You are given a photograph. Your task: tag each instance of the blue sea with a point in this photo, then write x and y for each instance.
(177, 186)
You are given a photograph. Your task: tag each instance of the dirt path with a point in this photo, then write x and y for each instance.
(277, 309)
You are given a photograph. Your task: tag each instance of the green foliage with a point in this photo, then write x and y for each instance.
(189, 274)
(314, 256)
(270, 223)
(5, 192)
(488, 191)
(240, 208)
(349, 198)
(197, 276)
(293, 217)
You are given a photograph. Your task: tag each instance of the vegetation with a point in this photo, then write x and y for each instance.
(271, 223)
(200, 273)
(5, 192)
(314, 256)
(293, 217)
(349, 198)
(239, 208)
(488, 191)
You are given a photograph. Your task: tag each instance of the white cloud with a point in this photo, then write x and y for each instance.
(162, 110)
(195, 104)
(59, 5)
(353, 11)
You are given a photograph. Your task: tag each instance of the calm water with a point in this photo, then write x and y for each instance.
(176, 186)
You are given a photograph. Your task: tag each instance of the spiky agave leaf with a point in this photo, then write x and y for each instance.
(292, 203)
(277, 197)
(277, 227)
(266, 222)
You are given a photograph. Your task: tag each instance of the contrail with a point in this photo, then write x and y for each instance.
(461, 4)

> [STATED TASK] Rewrite all the lines above, changing every "tag" to "mark" and leaving everything else the same.

> [EXPECTED ANSWER]
You are given a photograph. Your task: mark each instance of the blue sea with a point in this photo, then write x and y for each instance.
(177, 186)
You are given a photograph. Your task: mark each instance of the dirt path with a point in this photo, then write x and y for each instance.
(277, 309)
You are given a photograph. Your task: mark each instance of the green foliage with a point in this photo, then write x and y for each instance.
(189, 274)
(314, 256)
(270, 223)
(5, 192)
(488, 191)
(240, 208)
(349, 198)
(197, 276)
(293, 217)
You are given a photograph. Your task: mark each instance of the vegetation with a point in this photo, then write x and y for each instance.
(271, 223)
(200, 273)
(5, 192)
(314, 256)
(293, 217)
(349, 198)
(239, 208)
(488, 191)
You are given a photograph. Your task: mark each instance of the white cloud with a point in this photo, then write x and y for each instance.
(162, 110)
(195, 104)
(59, 5)
(353, 11)
You are given a photograph. Your task: mark each instance of the calm water with a point in this photo, then write x and y for each instance.
(176, 186)
You are given a photograph. Your task: mark each instance of the spiky agave leaf with a point in this photo, then write x and y for each instance.
(292, 203)
(277, 197)
(277, 227)
(266, 222)
You are given a photograph. Your task: mark each instance of the contrail with a point in this photo, then write x and y for each instance.
(461, 4)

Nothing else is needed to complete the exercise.